▶ [Text shown]:
▼▼▼

Descent Direction Iteration
Class of optimization methods that rely on local information about the objective function. Suppose we are optimizing some function \(f : \mathbb{R}^d \rightarrow \mathbb{R}\). The general framework is as follows: At iteration \(k\),
- Check whether \(\mathbf{x}^{(k)}\) satisfies the termination conditions.
- Determine a descent direction \(\mathbf{d}^{(k)}\), this could be a unit vector, found via gradient/Hessian information.
- Determine a step size \(\alpha^{(k)}\) (also called a learning rate).
- Compute the (hopefully better) input point \(\mathbf{x}^{(k+1)} \leftarrow \mathbf{x}^{(k)} + \alpha^{(k)}\mathbf{d}^{(k)}\).

▲▲▲

▶ [Short task 1]:
In the text on descent direction iteration, what other name is given for the step size?
▶ [Short task 2]:
Extend the text on descent direction iteration, starting after its final step.
The lines after this point are separate material, not part of the text on descent direction iteration.

▶ [Given entries]:
▼▼▼

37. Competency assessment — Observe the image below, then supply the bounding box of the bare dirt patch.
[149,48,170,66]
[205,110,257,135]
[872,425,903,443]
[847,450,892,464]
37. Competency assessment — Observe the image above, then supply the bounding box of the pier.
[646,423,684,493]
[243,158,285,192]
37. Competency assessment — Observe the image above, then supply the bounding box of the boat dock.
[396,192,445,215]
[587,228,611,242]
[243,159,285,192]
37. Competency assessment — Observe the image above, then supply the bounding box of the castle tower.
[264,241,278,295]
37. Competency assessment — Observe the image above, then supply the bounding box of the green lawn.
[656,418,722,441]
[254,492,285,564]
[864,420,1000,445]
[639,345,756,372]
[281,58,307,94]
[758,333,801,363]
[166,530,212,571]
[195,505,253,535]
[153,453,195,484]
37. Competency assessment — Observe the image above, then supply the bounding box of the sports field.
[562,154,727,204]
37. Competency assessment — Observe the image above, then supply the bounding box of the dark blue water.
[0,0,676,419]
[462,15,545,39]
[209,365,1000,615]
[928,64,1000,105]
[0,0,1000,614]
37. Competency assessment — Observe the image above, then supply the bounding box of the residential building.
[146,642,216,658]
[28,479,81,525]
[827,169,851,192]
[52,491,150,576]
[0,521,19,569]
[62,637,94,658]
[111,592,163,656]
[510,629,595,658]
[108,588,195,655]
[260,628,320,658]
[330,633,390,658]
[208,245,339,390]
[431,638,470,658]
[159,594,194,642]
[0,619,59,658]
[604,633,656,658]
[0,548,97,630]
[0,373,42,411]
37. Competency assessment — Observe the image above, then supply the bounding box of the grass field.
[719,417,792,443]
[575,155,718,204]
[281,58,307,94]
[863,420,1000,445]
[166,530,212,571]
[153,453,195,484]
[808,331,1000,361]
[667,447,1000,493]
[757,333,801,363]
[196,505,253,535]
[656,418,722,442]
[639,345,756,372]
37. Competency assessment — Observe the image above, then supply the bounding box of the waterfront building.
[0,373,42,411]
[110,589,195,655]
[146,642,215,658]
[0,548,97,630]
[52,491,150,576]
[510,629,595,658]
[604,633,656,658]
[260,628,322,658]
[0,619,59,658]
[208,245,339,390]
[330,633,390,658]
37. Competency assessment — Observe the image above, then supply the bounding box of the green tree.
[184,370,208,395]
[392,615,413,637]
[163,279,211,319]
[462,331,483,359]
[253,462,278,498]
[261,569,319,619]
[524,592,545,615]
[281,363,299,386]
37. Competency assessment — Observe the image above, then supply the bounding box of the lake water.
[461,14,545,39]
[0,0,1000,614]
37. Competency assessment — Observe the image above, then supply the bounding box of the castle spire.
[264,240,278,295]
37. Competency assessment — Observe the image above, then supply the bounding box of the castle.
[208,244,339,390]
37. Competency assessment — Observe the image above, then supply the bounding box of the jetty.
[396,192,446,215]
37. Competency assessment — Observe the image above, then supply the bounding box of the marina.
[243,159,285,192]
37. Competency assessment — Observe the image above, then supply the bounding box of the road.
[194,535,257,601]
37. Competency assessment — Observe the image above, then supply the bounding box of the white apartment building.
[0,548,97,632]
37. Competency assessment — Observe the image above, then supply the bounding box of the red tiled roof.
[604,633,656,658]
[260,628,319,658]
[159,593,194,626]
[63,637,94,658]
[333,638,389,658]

▲▲▲
▼▼▼

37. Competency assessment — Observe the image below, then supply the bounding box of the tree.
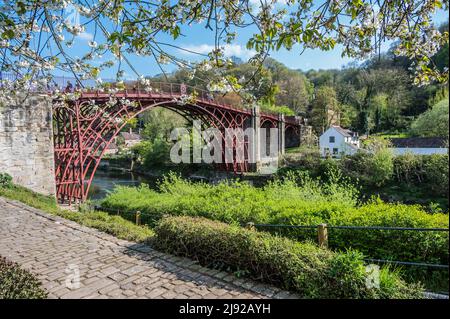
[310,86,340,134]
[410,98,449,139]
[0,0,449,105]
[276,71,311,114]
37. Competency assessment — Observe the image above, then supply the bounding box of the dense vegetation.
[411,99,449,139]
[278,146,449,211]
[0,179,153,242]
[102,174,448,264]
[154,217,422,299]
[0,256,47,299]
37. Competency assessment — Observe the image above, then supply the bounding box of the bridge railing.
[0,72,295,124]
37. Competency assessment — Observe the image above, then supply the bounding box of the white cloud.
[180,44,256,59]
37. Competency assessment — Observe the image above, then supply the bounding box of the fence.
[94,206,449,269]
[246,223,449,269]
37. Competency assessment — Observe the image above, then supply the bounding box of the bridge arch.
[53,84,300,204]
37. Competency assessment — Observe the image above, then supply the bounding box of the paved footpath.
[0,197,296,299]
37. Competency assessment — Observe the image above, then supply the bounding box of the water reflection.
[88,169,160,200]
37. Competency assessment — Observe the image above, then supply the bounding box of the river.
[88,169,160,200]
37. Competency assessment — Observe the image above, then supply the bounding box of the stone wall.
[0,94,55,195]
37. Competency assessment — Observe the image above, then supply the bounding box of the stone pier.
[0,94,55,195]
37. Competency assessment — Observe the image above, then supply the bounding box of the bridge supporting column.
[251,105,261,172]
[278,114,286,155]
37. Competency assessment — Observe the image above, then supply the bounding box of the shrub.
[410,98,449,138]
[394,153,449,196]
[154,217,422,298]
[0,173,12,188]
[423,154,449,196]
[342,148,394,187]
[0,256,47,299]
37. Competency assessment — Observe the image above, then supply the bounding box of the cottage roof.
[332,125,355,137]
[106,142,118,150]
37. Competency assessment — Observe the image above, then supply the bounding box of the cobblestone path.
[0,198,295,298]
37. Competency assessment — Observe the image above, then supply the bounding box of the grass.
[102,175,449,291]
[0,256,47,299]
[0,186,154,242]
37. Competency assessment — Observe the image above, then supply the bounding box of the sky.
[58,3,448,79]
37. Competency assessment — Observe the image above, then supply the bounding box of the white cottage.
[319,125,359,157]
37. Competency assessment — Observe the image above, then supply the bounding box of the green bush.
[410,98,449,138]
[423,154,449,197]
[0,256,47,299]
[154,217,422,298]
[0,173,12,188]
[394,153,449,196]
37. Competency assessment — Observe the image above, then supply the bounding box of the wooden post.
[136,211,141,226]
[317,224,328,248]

▲▲▲
▼▼▼

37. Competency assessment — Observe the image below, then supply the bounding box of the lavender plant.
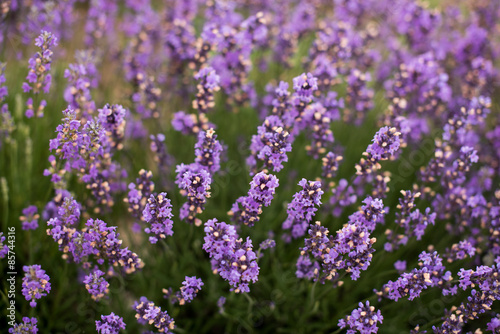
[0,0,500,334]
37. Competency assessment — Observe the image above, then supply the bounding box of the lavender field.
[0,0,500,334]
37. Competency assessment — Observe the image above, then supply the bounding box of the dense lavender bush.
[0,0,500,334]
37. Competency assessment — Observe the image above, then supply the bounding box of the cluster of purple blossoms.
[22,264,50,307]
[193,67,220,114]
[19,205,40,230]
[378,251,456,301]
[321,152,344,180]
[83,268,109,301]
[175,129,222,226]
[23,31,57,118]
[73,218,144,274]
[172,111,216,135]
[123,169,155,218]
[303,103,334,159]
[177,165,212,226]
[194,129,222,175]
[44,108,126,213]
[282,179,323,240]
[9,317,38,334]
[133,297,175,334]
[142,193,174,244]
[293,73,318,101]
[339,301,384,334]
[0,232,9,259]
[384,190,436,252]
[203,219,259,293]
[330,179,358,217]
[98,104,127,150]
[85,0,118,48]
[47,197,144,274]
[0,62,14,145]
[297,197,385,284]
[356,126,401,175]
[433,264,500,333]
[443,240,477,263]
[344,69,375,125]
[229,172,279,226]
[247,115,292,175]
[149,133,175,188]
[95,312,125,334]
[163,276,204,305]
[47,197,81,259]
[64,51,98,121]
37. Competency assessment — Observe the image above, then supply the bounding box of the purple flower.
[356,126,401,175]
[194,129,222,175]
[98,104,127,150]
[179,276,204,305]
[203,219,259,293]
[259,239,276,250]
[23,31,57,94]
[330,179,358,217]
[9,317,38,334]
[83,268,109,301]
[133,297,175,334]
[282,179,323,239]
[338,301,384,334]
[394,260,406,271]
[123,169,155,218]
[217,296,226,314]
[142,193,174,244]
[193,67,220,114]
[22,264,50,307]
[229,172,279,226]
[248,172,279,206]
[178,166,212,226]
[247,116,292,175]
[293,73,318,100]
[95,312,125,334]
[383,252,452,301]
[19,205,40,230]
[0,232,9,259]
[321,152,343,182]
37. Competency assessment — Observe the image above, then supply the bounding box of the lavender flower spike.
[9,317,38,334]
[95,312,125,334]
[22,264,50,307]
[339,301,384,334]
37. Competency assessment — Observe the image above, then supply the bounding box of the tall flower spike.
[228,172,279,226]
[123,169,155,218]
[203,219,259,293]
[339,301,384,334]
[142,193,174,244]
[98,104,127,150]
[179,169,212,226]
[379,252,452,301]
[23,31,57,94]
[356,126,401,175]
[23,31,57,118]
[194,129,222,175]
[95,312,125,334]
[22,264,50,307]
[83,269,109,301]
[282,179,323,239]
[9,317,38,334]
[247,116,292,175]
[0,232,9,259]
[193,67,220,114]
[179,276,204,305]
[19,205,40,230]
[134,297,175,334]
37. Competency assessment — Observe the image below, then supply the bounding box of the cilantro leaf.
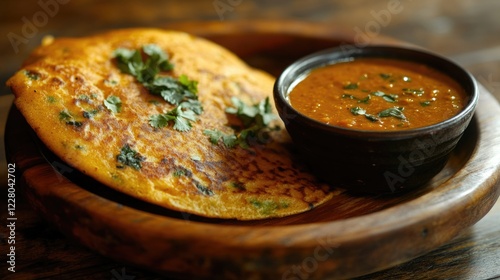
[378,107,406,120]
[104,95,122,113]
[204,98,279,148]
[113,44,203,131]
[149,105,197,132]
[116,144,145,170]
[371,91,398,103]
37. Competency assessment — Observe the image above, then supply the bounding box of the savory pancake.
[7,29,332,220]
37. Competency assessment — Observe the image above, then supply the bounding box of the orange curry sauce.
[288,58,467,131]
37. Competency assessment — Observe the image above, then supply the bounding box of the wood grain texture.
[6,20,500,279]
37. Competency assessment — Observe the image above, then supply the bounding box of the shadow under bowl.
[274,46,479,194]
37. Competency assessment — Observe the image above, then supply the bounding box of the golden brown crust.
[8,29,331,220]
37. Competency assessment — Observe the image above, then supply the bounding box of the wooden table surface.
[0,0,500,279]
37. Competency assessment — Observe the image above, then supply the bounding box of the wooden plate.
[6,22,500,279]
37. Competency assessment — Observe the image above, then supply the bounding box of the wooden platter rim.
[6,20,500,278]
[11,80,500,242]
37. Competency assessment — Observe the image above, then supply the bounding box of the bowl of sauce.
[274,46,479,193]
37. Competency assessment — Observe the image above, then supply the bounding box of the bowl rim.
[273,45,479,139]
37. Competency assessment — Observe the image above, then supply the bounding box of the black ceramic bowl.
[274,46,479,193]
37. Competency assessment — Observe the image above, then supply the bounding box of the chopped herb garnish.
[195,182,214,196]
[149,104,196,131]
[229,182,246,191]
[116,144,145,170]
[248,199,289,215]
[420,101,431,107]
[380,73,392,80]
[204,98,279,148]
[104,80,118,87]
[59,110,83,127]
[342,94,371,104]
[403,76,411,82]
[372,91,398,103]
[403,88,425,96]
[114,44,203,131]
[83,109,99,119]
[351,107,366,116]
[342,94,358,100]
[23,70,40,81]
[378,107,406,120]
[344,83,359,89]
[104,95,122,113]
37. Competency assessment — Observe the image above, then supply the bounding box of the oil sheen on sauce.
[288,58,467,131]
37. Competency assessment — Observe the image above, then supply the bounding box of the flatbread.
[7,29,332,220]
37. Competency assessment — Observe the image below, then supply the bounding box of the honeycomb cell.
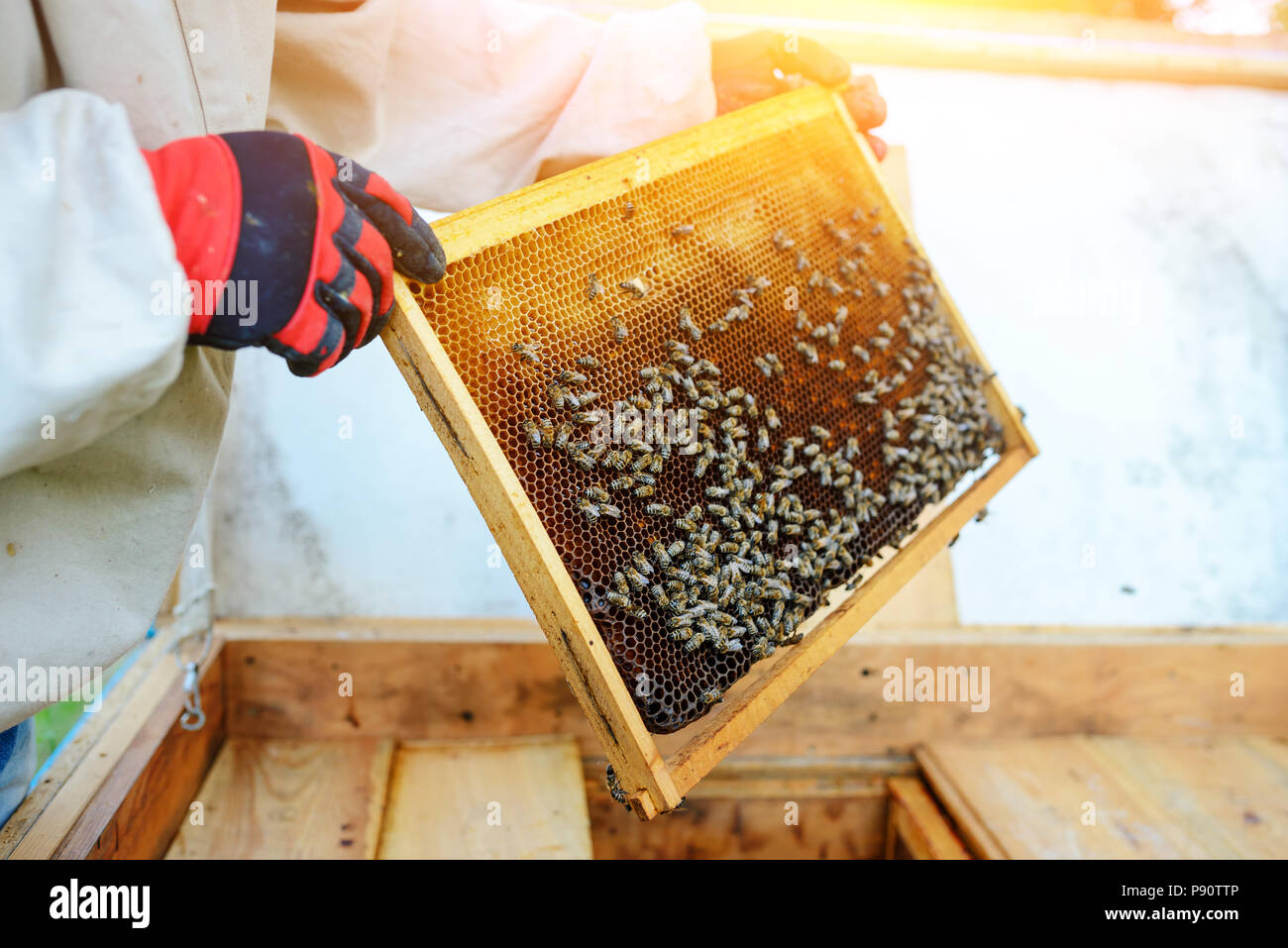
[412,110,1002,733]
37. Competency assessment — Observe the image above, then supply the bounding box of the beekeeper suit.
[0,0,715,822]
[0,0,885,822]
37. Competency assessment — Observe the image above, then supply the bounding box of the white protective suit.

▲▲▲

▶ [Exercise result 1]:
A learning rate.

▶ [Exercise result 2]:
Some terminal conditions include:
- Number of maximum iterations - \(k : k < k_{\max}\)
- Absolute improvement - \(k : |f(\mathbf{x}^{(k)}) - f(\mathbf{x}^{(k+1)})|<\epsilon\)
- Relative improvement - \(k : |f(\mathbf{x}^{(k)}) - f(\mathbf{x}^{(k+1)})| < \epsilon|f(\mathbf{x}^{(k)})|\)
- Gradient magnitude - \(k : ||\nabla f(\mathbf{x}^{(k)})|| <\epsilon\)